EXERCISE DETAILS - Leave every picture out, and write out the remaining entries exactly.

RECORD EXTRACTS -
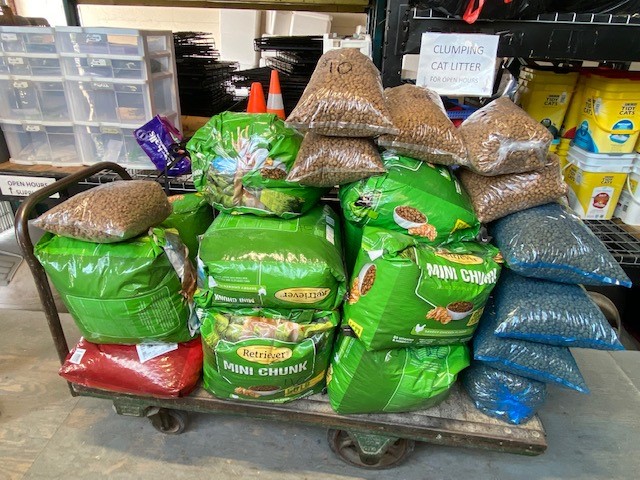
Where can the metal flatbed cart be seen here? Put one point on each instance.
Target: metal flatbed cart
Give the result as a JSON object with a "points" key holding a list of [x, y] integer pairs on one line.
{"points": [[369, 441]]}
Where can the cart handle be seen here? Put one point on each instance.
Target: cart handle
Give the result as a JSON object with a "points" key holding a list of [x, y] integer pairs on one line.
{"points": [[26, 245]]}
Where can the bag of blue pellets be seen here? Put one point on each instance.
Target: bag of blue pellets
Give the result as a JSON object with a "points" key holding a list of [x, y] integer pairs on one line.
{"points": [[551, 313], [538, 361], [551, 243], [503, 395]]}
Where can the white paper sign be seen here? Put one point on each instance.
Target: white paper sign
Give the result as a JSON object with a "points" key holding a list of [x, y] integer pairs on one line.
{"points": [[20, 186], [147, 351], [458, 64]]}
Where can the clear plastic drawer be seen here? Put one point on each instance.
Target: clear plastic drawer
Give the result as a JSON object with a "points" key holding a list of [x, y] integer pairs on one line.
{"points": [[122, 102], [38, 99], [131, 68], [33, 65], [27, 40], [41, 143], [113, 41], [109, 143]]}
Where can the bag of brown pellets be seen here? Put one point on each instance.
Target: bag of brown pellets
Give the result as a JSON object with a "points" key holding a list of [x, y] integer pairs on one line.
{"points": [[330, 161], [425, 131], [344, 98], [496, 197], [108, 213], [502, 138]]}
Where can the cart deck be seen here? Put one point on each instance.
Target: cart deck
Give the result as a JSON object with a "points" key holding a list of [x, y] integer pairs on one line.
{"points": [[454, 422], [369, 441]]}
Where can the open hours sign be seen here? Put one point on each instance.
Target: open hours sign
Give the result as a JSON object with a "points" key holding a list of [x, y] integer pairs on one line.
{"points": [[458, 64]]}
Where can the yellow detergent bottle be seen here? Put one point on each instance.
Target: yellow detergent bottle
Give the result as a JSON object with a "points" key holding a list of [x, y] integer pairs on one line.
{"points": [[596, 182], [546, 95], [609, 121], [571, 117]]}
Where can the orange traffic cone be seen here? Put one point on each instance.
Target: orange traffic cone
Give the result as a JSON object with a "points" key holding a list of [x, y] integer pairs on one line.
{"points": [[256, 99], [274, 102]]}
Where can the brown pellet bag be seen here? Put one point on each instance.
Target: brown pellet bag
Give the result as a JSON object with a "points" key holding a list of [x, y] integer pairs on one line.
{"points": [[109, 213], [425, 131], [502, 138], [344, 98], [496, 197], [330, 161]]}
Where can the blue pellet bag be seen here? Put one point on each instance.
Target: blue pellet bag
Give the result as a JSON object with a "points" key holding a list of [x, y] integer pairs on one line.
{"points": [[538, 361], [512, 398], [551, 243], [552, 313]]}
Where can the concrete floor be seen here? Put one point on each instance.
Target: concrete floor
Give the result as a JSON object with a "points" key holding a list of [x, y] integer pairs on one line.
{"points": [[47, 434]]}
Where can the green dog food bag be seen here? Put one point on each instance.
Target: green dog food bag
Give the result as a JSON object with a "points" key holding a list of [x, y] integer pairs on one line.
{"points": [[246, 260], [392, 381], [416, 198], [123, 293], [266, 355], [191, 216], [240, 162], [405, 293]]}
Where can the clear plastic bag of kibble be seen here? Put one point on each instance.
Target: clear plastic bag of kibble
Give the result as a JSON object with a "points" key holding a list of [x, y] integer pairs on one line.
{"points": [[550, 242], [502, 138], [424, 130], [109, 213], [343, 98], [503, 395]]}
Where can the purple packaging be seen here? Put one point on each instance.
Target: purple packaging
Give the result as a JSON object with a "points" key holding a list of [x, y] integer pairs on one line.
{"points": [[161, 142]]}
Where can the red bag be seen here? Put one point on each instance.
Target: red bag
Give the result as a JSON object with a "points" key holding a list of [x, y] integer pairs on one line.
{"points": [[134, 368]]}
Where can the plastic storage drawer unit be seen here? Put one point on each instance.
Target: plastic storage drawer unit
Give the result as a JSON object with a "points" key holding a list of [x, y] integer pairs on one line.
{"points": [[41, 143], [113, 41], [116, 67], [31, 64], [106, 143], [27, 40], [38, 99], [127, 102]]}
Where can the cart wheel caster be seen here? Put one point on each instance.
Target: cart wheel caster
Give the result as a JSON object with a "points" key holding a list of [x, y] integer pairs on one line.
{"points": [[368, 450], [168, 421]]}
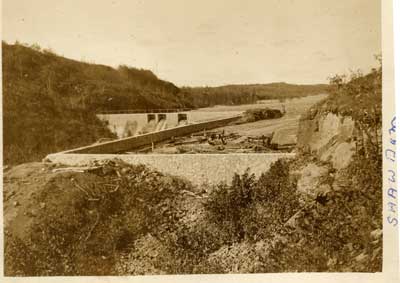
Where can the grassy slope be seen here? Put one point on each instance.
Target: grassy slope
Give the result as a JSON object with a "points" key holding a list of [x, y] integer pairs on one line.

RESULT FOR THIS TASK -
Where can the metal flatbed cart be seen here? Put one point on each instance.
Target: metal flatbed cart
Give the result as a JSON object with a "points" key holding a list of [x, y] integer pairs on one line.
{"points": [[369, 441]]}
Where can the cart handle be seen here? Put one point on each instance.
Target: cart handle
Give the result as a JSON object with a "points" key holding a list of [x, y] integer pairs on one line.
{"points": [[26, 245]]}
Where can the bag of blue pellets be seen here? Put one point on each instance.
Target: bag of blue pellets
Give the result as a JSON object with a "points" key holding a list of [x, y] integer pairs on one line.
{"points": [[551, 313], [538, 361], [551, 243], [503, 395]]}
Where can the white paper sign be seen here? Put one point on each instance.
Target: white paper sign
Give the result as a JSON object with a "points" key holding a list of [x, y] integer pairs on one line.
{"points": [[20, 186], [147, 351], [458, 64]]}
Where can the clear plastic drawer be seen here? Put one point on each instance.
Target: clear plastic drawer
Give the result as a JSON object with a "points" key holding a list of [x, y] integer pairs on one line.
{"points": [[122, 102], [38, 99], [131, 68], [33, 65], [27, 40], [41, 143], [113, 41], [109, 143]]}
Where can the bag of brown pellets be seen here? Put one point on each instance.
Target: bag of brown pellets
Give the result as a JSON object with a "points" key holding a list of [x, y] integer pairs on one line.
{"points": [[330, 161], [425, 131], [344, 98], [496, 197], [108, 213], [502, 138]]}
Where can the cart deck be seen here? Put one point on each instance.
Target: cart deck
Give the result as a JSON object with a "points" key holding a list of [x, y] integer pairs on one line.
{"points": [[454, 422], [369, 441]]}
Where can the open hours sign be seen here? Put one point on each instance.
Target: open hours sign
Give the result as a JSON object with a "points" key holding a list of [x, y] integer pairs on one line.
{"points": [[458, 64]]}
Where can the yellow detergent bottle be seen here? Put one point on each instance.
Target: yellow detergent bottle
Give the result as a JSON object with a "points" key holding a list of [x, y] integer pairs on one line.
{"points": [[596, 182], [546, 95], [609, 121], [571, 117]]}
Where can the orange traffic cone be seen here? Put one point on each instance.
Target: orange traffic cone
Give the result as a JSON object with a "points" key holding a list of [x, y] integer pairs on one line.
{"points": [[256, 99], [274, 102]]}
Where can the brown pellet bag be seen here? Put one point on each instance.
Target: brown pellet bag
Give the result as a JSON object with a "points" key holding a list of [x, y] integer pairs on one line.
{"points": [[109, 213], [425, 131], [502, 138], [344, 98], [496, 197], [330, 161]]}
Where can the blue pellet bag be seen here? Put one point on each instance.
Target: blue pellet bag
Give the result as a JSON object with a "points" key holding a list of [x, y] integer pairs on one line.
{"points": [[538, 361], [512, 398], [551, 243], [552, 313]]}
Where can the concrete floor be seen here? Put one point on each instance.
Target: concrete floor
Give the result as a JSON object with a "points" key holding a list of [x, y] integer pairs on one line.
{"points": [[47, 434]]}
Where can the green dog food bag be seen here? Put one point on each instance.
Target: green dog food bag
Give the result as a JSON object with a "points" key holding a list of [x, y] integer pairs on one line.
{"points": [[246, 260], [392, 381], [416, 198], [123, 293], [266, 355], [191, 216], [240, 162], [405, 293]]}
Where can the clear plastic bag of kibble be seen here? Put one point on each instance.
Target: clear plastic bag of kibble
Give the result as a JSON object with a "points" key holding a list of [x, y] integer pairs on one line.
{"points": [[550, 242], [502, 138], [424, 130], [109, 213], [343, 98], [503, 395]]}
Where can the purple packaging be seen here? Put one point on each instance.
Target: purple packaging
Give the result as a JSON object with a "points" key holding a list of [x, y] integer pairs on one line.
{"points": [[161, 142]]}
Where can the red bag be seen here? Put one point on each instance.
Target: red bag
Give the result as a JSON object with a "points" key holding a list of [x, y] integer pairs on one line.
{"points": [[134, 368]]}
Where can the plastic storage drawer unit be seen here? Put one point on each instance.
Target: plastic storage drawer unit
Give the result as a JSON object with a "points" key holding a list of [x, y] integer pairs on one line.
{"points": [[41, 143], [113, 41], [116, 67], [31, 64], [106, 143], [27, 40], [38, 99], [127, 102]]}
Where can the cart wheel caster be seen here? Put one point on each instance.
Target: cart wheel caster
Give the result as a JSON object with a "points" key holding a list of [x, y] integer pairs on one line.
{"points": [[368, 450], [168, 421]]}
Where can the grassy slope be seen here? Put one point on each instance.
Target: grassy slope
Give the result as a JSON object with a "points" key holding a list of [x, y] integer pairs on one line.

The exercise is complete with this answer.